[Text extract]:
Another embodiment of the present invention is a method of providing a signal to passengers within a vehicle, wherein the vehicle is in an area where reception of the signal is not available. The method includes receiving the signal, with a first receiver in an area where the signal is available, and retransmitting the signal, received by the first receiver, to a second receiver that is located on a vehicle that is not within the area where the signal is available. The method further includes the steps of retransmitting the signal received by the second receiver to a third receiver located on a vehicle that is within the area where the signal is not available. The method further comprising the step of repeating the step of retransmitting the received signal to any vehicle which is in the area where the coverage is not available so that each of the vehicles can receive the signal and present it to passengers within each of the vehicles.
With this arrangement, any of live video programming, images, interactive services such as the internet, two-way communications such as telephone communication and other data signals can be provided to passengers within vehicles even though the vehicles are not within an area where the signal can be received due to, for example, a lack of satellite coverage, or non-continuous satellite coverage, or a lack of ground to air communications facilities, or a poor signal quality. This is particularly advantageous for aircraft flight paths such as, for example, transoceanic flights where a plurality of airplanes are lined up in a path traversing an ocean and where satellite coverage is not yet available above the ocean.
Other objects and features of the present invention will become apparent from the following detailed description when taken in connection with the following drawings. It is to be understood that the drawings are for the purpose of illustration only and are not intended as a definition of the limits of the invention.
The foregoing and other objects and advantages will be more fully appreciated from the following drawing in which:
FIG. 1 is a perspective view of an antenna subsystem of the present invention mounted on a roof of an automobile;
FIG. 2 is a perspective view partially broken away of an antenna of the antenna subsystem of FIG. 1;
FIG. 3 is a side elevational view of the antenna of FIG. 2;
FIG. 4 is a top plan view of the antenna of FIG. 2;
FIG. 5 is a cross-sectional bottom plan view of an embodiment of a waveguide feed of the antenna, taken along line 5—5 of FIG. 3;
FIG. 6 is a cross-sectional side view of the antenna, taken along line 6—6 of FIG. 5;
FIG. 7 is a plan view of one half of a waveguide feed of the antenna of FIG. 2;
FIG. 8 is a plan view of a second top half of the waveguide feed of FIG. 7;
FIG. 9 is a cross-sectional bottom plan view of an alternate embodiment of a waveguide feed assembly for the antenna of the present invention;
FIG. 10 is a cross-sectional end view of an extruded embodiment of the antenna of the present invention;
FIG. 11 is a plot illustrating a beam pattern of the antenna of the present invention including a main antenna beam and a plurality of steering array antenna beams; and
FIG. 12 is a perspective view of the antenna subsystem of the present invention mounted to the fuselage of an aircraft.

Object point labels
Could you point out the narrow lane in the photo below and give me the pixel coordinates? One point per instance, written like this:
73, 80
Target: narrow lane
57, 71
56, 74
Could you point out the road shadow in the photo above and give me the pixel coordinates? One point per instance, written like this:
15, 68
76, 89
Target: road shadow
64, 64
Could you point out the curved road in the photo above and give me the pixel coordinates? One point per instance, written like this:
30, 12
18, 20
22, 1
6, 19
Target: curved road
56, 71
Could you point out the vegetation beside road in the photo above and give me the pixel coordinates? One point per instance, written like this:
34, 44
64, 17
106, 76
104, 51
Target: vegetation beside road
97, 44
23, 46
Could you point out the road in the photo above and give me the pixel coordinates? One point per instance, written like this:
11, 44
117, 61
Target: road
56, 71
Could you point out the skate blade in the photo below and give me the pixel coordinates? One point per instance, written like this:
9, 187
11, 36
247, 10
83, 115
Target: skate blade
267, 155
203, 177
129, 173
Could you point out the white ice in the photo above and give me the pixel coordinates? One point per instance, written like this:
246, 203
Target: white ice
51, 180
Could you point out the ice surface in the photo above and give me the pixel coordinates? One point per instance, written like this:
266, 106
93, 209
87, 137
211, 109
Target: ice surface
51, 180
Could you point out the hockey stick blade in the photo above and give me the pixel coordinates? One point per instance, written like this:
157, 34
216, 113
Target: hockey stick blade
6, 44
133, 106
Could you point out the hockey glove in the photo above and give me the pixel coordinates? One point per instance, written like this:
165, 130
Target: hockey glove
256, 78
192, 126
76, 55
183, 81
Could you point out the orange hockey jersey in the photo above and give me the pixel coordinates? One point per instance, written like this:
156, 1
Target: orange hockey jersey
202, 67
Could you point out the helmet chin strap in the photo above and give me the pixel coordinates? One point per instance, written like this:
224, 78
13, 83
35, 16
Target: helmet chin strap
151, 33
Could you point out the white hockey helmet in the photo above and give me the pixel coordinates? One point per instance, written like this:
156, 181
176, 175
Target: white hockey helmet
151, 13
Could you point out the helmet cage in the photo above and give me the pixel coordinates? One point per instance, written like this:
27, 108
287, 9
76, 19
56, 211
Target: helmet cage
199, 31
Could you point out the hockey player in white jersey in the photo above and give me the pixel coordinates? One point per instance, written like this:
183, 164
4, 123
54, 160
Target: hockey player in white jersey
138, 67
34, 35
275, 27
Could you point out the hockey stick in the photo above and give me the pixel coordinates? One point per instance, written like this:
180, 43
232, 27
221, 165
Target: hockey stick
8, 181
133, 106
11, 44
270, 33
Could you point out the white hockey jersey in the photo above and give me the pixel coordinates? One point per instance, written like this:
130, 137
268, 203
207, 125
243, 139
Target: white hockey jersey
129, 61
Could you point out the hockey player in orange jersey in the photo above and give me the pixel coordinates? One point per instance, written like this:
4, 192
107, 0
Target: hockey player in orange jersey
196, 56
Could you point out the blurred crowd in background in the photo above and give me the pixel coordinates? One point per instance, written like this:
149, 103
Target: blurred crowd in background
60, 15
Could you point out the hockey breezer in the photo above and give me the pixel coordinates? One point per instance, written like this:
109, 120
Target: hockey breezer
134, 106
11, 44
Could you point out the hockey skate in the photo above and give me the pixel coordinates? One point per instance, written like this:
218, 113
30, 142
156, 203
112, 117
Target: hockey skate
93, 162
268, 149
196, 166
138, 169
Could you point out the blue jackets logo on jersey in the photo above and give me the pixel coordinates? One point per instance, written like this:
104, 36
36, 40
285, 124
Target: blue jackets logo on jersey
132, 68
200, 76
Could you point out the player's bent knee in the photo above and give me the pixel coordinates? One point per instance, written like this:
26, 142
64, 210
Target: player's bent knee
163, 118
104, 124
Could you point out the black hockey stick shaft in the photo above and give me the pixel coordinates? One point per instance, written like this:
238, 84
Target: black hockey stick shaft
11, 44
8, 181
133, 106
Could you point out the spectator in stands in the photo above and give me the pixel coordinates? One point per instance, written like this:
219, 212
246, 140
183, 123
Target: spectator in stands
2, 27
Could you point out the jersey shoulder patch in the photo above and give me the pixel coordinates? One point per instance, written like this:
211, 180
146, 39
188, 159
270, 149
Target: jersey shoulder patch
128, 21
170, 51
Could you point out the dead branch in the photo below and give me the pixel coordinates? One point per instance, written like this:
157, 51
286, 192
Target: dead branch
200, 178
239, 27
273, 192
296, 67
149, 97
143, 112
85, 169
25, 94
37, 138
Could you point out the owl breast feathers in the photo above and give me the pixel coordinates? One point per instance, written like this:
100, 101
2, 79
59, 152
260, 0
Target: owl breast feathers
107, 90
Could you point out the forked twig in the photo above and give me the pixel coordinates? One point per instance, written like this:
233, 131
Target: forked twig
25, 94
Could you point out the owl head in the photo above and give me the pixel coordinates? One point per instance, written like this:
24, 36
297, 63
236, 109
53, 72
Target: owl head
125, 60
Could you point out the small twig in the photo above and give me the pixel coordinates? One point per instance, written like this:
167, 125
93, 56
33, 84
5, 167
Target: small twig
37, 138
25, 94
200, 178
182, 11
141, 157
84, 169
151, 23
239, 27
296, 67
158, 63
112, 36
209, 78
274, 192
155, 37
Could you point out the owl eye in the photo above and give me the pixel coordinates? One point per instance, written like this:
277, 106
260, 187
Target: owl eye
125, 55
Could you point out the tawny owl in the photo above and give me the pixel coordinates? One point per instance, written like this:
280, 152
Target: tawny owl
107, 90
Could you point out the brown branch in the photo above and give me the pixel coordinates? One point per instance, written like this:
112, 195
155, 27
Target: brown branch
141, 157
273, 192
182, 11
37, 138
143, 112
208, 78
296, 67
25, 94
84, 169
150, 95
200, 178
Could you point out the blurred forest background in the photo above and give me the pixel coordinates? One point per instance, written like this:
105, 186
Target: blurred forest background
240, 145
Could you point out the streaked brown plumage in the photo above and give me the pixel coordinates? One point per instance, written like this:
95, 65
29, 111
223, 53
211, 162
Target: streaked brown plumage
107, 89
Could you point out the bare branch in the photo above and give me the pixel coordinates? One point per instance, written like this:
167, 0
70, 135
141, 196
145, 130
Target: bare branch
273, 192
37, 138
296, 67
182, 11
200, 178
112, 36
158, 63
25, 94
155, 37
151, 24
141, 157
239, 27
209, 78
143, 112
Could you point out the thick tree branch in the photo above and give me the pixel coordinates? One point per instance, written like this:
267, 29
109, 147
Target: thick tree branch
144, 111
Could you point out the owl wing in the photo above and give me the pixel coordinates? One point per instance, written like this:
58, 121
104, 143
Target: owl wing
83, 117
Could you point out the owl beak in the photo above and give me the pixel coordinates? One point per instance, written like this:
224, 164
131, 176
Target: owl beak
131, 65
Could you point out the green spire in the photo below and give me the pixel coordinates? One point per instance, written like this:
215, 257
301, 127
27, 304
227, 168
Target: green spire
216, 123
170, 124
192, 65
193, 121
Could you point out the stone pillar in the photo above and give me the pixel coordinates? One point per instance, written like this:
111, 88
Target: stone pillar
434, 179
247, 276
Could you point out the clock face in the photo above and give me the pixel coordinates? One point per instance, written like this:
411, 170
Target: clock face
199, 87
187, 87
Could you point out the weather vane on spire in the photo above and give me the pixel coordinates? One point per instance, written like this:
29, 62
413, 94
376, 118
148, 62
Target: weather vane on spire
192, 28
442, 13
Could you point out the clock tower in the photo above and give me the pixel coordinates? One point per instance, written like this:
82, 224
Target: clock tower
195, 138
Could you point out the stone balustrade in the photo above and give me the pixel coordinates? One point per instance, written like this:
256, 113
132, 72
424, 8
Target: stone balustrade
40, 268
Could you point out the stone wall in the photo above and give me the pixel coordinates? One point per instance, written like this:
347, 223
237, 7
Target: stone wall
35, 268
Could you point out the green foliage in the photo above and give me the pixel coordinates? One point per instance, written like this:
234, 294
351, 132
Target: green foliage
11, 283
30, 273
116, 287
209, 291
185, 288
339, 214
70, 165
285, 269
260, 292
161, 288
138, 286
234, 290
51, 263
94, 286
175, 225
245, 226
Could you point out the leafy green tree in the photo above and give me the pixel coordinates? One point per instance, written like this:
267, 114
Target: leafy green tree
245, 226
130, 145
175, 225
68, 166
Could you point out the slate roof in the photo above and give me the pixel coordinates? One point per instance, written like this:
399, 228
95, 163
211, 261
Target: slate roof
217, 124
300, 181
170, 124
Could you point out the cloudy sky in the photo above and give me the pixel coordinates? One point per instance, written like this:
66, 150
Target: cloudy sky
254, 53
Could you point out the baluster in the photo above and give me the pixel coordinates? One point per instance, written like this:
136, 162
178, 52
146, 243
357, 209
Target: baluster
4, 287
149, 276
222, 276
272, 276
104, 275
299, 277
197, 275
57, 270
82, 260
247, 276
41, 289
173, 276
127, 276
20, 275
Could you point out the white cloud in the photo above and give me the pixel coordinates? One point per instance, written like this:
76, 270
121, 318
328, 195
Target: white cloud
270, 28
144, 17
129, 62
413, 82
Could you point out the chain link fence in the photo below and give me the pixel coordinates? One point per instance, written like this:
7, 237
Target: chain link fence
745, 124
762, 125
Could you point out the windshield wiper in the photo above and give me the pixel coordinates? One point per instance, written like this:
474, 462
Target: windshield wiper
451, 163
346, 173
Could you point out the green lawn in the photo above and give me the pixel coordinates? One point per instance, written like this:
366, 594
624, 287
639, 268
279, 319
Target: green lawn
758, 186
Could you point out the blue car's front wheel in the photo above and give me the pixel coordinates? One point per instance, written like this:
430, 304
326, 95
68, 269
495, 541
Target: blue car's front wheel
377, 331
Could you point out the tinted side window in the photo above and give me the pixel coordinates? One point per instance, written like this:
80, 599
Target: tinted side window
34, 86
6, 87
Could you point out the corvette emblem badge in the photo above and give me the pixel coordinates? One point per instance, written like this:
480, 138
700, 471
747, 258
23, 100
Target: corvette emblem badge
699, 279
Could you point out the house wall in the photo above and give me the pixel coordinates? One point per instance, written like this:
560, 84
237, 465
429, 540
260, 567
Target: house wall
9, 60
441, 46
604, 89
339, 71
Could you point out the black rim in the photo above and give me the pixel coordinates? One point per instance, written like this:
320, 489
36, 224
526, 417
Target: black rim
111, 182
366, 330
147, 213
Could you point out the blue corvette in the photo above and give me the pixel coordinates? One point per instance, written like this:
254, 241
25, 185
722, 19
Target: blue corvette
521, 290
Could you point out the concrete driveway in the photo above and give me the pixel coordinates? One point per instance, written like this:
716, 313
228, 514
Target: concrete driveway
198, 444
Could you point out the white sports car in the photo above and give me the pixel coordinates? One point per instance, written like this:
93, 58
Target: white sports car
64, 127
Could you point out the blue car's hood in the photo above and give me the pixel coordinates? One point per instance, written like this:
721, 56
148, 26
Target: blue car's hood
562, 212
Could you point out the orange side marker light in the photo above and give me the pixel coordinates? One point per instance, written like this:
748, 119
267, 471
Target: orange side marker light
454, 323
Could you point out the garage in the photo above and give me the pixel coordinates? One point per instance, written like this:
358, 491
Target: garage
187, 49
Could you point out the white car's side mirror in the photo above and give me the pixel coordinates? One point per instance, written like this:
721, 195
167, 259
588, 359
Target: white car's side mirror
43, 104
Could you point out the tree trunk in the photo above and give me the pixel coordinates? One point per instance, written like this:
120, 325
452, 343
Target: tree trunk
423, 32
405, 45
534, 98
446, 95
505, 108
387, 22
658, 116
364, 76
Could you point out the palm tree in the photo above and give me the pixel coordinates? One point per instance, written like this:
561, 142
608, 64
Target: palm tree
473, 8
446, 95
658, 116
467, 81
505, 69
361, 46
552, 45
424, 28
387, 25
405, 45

[Set exercise A]: In the patent excerpt, what is the antenna subsystem mounted on in FIG. 1?
[Set exercise B]: Locate every line in the rows that contains the string "cage" and copy each one.

[Exercise result A]: The roof of an automobile.

[Exercise result B]:
Could you point out the helmet cage in the photo above and give me the pixel coordinates? One point per instance, written like this:
Target: helmet cage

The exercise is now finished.